● Given exercise 1
Reproduce the rows that follow the article word for word, leaving out the pictures.

● Text block

Pasta with a side order of philosophy, please

The collegiate ideal of academics sharing dining and housing with students is inspirational, says Robert O’Hara

Research and common sense tell us that university life outside the classroom is as important to a student’s education as time spent under formal instruction. Of 168 hours in every week, fewer than 18 are “contact hours.”

What about the other 150? If students are to have the kind of deep educational experiences that integrate learning with life, can faculty members afford to ignore all this non-contact time? They cannot and should not.

But is it the job of academics to oversee the rest of a student’s week? Don’t most universities look after student welfare through an array of offices and divisions of housing, student affairs and campus activities?

They may. But even at their best these non-academic units cannot perform the integration that makes university life and learning a seamless whole.

And at their worst, breakdown in non-academic support services can do harm.

A student at a university in North Carolina, which advertised a staff of “caring professionals” to look after student welfare, complained that in university housing “it is not uncommon to get up in the morning after receiving little to no sleep to find the hall vandalised and floor covered with beer, blood, glass and other filth.”

That student was getting an education, all right, but it was not the one the university’s marketing brochures promised.

When we treat higher education as an industrial process to be managed instead of a human process to be cultivated, we produce pathologies such as those described. The cure for these pathologies is decentralisation and far more faculty involvement in matters of student welfare. And this decentralisation must work along collegiate lines. Although the historical roots of collegiate organisation are to be found in Oxford and Cambridge universities, the corporate independence of Oxbridge colleges is not likely to be reproduced elsewhere. But there is a growing trend in US higher education to create decentralised residential colleges more along the lines of the colleges at Durham University than at Oxford, and this trend holds great promise for the improvement of student life.

● Data lines
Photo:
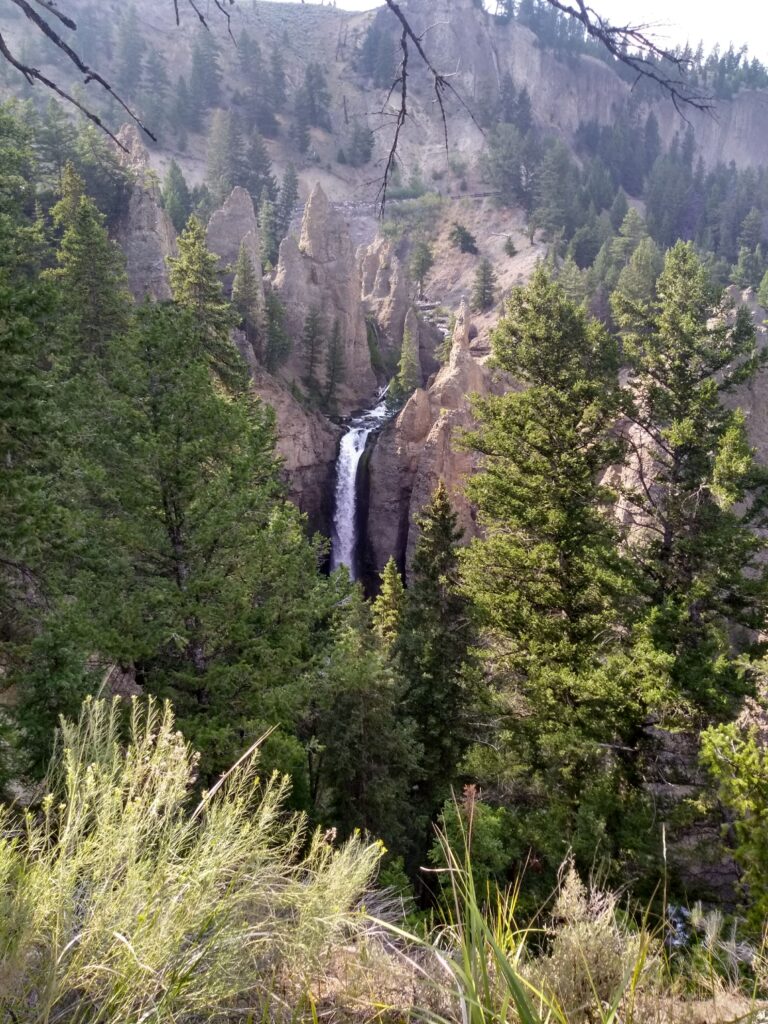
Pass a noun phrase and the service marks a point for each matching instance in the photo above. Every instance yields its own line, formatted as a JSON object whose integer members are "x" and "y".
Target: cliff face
{"x": 145, "y": 232}
{"x": 320, "y": 273}
{"x": 419, "y": 449}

● Given exercise 2
According to the article, how many of the 168 hours in a week are contact hours?

● Correct response 1
Photo:
Pass a noun phrase and the service marks a point for each matching instance in the photo above. Every instance yields its own line, formatted as a JSON object whose integer members are "x" and "y".
Target: cliff face
{"x": 145, "y": 232}
{"x": 320, "y": 273}
{"x": 419, "y": 449}

● Correct response 2
Fewer than 18.